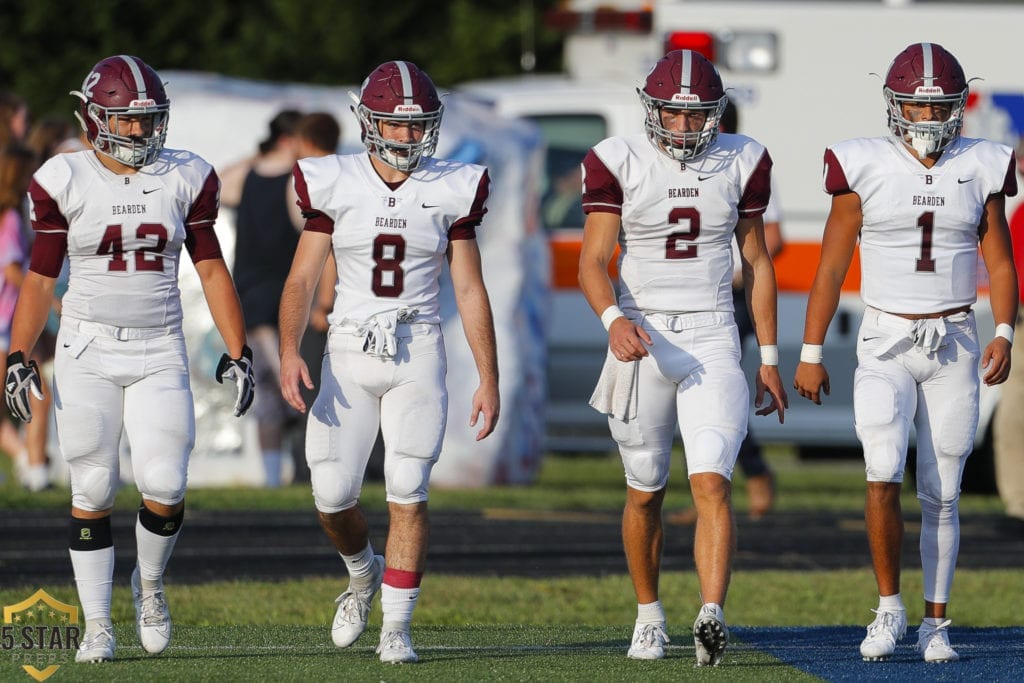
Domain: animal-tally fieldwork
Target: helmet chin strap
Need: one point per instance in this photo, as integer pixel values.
(923, 146)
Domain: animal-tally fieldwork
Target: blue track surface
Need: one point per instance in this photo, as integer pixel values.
(832, 653)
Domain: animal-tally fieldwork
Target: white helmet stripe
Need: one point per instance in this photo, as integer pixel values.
(136, 75)
(407, 82)
(929, 67)
(684, 78)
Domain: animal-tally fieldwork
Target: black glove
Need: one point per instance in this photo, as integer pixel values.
(240, 370)
(20, 380)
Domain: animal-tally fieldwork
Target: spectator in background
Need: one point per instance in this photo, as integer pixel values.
(13, 118)
(17, 163)
(760, 478)
(266, 237)
(1009, 426)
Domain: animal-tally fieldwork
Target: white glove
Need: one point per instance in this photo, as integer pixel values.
(241, 371)
(20, 380)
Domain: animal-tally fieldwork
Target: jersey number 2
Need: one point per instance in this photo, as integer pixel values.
(146, 258)
(672, 248)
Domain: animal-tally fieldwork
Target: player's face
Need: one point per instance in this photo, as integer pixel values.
(131, 125)
(924, 112)
(401, 131)
(683, 121)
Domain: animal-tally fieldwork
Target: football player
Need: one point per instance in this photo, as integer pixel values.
(674, 199)
(392, 216)
(121, 212)
(921, 201)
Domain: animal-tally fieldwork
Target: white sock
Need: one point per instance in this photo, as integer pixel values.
(891, 602)
(94, 578)
(397, 604)
(652, 612)
(359, 565)
(153, 553)
(271, 468)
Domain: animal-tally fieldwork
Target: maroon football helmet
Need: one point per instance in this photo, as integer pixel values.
(683, 80)
(926, 73)
(399, 91)
(120, 86)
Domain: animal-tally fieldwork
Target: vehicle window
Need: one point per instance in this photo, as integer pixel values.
(568, 137)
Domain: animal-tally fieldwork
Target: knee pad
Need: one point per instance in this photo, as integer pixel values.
(334, 489)
(713, 450)
(882, 428)
(407, 478)
(163, 480)
(645, 470)
(93, 485)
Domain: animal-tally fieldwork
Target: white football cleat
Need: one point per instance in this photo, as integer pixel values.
(648, 641)
(710, 635)
(396, 647)
(97, 645)
(888, 627)
(353, 607)
(933, 643)
(153, 619)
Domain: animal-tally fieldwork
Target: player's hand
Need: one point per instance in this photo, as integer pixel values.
(811, 380)
(628, 341)
(769, 379)
(995, 360)
(487, 403)
(293, 372)
(20, 380)
(241, 371)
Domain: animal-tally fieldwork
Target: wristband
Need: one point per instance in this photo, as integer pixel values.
(1005, 331)
(610, 314)
(769, 354)
(810, 353)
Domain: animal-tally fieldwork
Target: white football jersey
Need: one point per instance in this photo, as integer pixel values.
(124, 232)
(389, 244)
(919, 241)
(678, 219)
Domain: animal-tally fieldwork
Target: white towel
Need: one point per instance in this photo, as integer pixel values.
(616, 389)
(379, 331)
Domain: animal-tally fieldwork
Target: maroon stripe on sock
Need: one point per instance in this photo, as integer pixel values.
(402, 579)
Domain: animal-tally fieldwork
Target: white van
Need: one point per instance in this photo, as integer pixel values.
(801, 84)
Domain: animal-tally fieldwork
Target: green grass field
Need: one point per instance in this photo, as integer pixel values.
(504, 629)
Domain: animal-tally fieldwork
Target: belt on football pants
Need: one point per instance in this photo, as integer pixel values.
(680, 322)
(114, 332)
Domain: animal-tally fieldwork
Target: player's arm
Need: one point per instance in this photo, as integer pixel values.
(762, 298)
(838, 245)
(294, 312)
(996, 249)
(600, 236)
(34, 300)
(218, 288)
(474, 309)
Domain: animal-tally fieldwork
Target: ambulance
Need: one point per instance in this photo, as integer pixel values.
(804, 75)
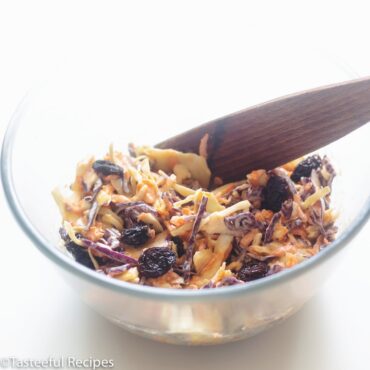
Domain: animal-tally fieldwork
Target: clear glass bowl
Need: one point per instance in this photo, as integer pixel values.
(72, 117)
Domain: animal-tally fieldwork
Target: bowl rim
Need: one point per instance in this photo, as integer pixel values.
(90, 276)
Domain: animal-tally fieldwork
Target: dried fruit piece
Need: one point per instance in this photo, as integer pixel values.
(242, 222)
(305, 167)
(275, 193)
(106, 168)
(156, 261)
(253, 270)
(135, 236)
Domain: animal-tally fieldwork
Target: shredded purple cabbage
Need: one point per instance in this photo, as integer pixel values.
(189, 251)
(271, 227)
(113, 255)
(130, 212)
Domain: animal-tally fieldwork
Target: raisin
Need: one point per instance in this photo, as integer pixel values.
(136, 235)
(80, 255)
(253, 270)
(156, 261)
(106, 168)
(179, 246)
(275, 193)
(305, 167)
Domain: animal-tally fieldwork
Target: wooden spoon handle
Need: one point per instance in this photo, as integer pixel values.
(273, 133)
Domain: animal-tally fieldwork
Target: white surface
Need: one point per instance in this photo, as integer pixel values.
(39, 315)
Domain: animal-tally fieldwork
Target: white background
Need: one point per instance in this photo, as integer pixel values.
(39, 315)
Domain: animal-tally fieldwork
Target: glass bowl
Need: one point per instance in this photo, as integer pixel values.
(72, 117)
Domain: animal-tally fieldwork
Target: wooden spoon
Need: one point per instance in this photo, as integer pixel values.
(278, 131)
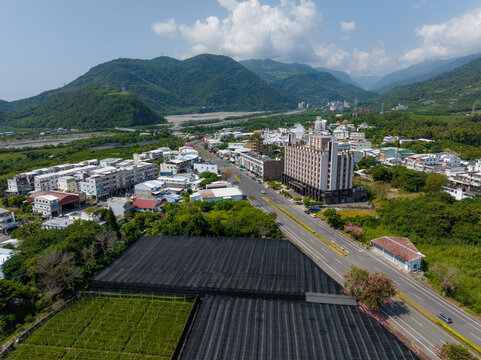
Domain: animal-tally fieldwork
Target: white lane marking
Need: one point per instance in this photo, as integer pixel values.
(417, 322)
(476, 336)
(417, 296)
(434, 297)
(407, 332)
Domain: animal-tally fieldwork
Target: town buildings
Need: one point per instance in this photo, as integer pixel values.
(319, 170)
(401, 251)
(7, 221)
(262, 165)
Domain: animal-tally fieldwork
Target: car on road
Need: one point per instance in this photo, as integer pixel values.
(444, 317)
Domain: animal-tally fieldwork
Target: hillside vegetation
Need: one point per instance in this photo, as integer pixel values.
(304, 83)
(202, 83)
(457, 89)
(91, 107)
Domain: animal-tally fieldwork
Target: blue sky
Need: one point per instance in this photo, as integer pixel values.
(45, 44)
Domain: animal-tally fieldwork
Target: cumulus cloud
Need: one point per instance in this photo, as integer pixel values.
(288, 31)
(355, 62)
(456, 37)
(348, 26)
(164, 28)
(252, 29)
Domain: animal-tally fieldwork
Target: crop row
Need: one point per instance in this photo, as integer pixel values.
(109, 328)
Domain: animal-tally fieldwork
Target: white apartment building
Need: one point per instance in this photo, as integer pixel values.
(111, 180)
(201, 167)
(67, 184)
(360, 145)
(47, 205)
(421, 162)
(319, 170)
(7, 221)
(357, 136)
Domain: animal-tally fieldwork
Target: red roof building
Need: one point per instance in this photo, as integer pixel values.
(63, 198)
(399, 250)
(147, 205)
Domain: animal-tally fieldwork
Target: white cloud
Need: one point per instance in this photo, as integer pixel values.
(288, 31)
(456, 37)
(253, 30)
(166, 28)
(348, 26)
(355, 62)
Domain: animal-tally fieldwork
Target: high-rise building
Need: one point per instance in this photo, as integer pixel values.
(319, 170)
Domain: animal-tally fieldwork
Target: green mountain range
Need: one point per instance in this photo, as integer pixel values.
(201, 83)
(457, 89)
(90, 107)
(303, 83)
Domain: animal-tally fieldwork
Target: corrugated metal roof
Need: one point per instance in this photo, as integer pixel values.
(401, 247)
(239, 328)
(246, 266)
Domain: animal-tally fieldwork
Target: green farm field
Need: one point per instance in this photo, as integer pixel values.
(99, 327)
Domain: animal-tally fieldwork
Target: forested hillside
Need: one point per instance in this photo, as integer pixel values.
(457, 89)
(91, 107)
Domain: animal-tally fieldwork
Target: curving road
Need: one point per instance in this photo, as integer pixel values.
(419, 329)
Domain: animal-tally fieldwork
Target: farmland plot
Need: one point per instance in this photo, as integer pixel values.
(111, 328)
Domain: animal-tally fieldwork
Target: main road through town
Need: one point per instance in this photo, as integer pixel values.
(422, 331)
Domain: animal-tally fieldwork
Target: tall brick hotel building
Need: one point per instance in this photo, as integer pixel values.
(320, 171)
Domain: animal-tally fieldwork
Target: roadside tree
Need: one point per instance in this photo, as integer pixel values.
(371, 290)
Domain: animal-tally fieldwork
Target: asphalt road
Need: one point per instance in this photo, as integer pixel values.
(420, 330)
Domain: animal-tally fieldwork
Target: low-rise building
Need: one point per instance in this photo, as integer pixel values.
(52, 203)
(147, 205)
(262, 165)
(202, 167)
(47, 205)
(7, 221)
(151, 189)
(67, 184)
(399, 250)
(461, 193)
(120, 206)
(393, 152)
(230, 193)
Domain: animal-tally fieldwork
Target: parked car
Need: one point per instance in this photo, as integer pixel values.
(444, 317)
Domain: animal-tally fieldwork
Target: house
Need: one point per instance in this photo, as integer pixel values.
(7, 221)
(120, 205)
(147, 205)
(399, 250)
(214, 195)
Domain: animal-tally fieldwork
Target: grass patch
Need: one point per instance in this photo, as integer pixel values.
(357, 212)
(98, 327)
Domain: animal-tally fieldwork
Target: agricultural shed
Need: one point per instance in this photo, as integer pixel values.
(240, 328)
(229, 266)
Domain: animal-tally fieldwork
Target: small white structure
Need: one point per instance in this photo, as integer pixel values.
(120, 205)
(231, 193)
(401, 251)
(201, 167)
(7, 221)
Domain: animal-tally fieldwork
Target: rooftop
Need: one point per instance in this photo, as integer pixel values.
(242, 328)
(401, 247)
(267, 267)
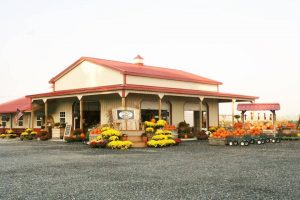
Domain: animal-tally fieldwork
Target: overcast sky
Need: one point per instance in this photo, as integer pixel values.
(253, 47)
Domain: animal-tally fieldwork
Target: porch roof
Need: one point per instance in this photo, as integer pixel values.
(165, 90)
(258, 106)
(140, 70)
(23, 104)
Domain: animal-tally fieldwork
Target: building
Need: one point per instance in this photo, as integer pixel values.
(86, 92)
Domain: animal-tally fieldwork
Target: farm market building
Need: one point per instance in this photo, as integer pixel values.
(86, 92)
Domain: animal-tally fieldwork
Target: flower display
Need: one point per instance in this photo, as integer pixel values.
(149, 124)
(10, 131)
(110, 138)
(161, 143)
(113, 138)
(149, 130)
(33, 133)
(105, 128)
(159, 132)
(110, 132)
(162, 138)
(119, 144)
(160, 123)
(24, 134)
(98, 143)
(28, 130)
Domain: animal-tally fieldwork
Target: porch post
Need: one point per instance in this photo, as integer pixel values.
(233, 101)
(159, 108)
(11, 119)
(200, 112)
(123, 96)
(274, 117)
(32, 119)
(160, 96)
(243, 117)
(46, 112)
(81, 113)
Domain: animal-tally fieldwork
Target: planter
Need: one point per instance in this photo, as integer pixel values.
(217, 141)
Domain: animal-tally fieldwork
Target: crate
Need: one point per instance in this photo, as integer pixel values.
(217, 141)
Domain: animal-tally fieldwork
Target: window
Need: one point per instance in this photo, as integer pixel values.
(20, 121)
(38, 120)
(62, 117)
(3, 119)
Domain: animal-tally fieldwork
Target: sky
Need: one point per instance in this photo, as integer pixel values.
(253, 47)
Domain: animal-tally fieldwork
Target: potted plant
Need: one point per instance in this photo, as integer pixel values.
(124, 137)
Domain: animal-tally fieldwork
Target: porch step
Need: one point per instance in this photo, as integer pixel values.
(139, 145)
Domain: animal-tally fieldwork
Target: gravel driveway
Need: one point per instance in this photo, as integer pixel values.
(193, 170)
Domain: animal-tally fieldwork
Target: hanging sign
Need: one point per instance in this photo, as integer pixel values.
(125, 114)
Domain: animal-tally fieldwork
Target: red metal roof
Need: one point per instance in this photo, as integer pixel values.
(23, 104)
(258, 106)
(141, 70)
(142, 88)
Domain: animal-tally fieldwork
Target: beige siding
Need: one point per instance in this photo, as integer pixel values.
(87, 75)
(107, 104)
(170, 83)
(26, 121)
(213, 112)
(61, 105)
(177, 110)
(134, 100)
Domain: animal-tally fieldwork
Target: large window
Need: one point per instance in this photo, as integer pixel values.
(20, 121)
(62, 117)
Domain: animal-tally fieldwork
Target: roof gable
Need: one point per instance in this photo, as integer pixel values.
(140, 70)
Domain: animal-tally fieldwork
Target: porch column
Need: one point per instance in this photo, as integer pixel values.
(159, 108)
(81, 113)
(200, 112)
(233, 101)
(46, 112)
(274, 118)
(11, 119)
(243, 117)
(160, 96)
(32, 119)
(123, 96)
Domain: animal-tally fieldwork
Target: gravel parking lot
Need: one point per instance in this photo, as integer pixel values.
(193, 170)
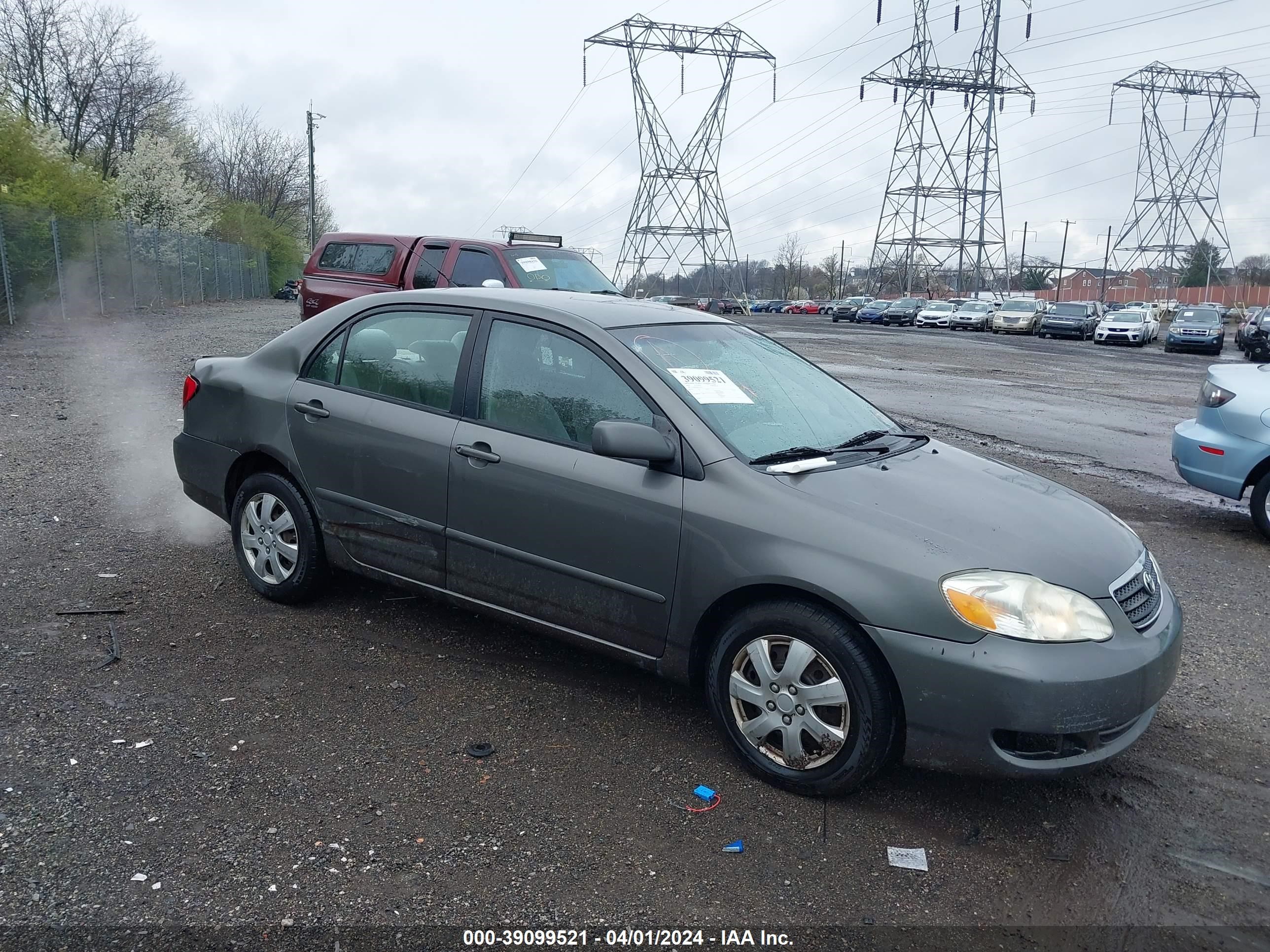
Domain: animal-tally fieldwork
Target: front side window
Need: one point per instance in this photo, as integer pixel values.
(411, 356)
(557, 270)
(475, 267)
(428, 270)
(548, 386)
(755, 394)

= = =

Swap "animal-tally fieldwork" for "wildlife counting survey" in the data from its first line through the line with "(1009, 426)", changing nothing else and leaving the pictures out.

Domain: wildlife counting survey
Target: helmet chin strap
Need: one point per instance in this photo, as integer pixel values.
(923, 146)
Domain: wildlife counting survey
Target: blue track surface
Need: one point per instance in this photo, as integer pixel values.
(832, 653)
Domain: wildlife counting survey
Target: white helmet stripe
Need: one point per instance in this photo, as integer pixel values.
(136, 75)
(407, 82)
(929, 67)
(684, 78)
Domain: wildlife counting survey
Target: black glove
Need: one point per instance in this photo, as integer pixel values.
(240, 370)
(20, 380)
Domain: wildlife counting survey
Target: spectator in background
Need: one point per instance in this photo, as integer pixel values.
(13, 118)
(17, 163)
(760, 478)
(266, 237)
(1009, 426)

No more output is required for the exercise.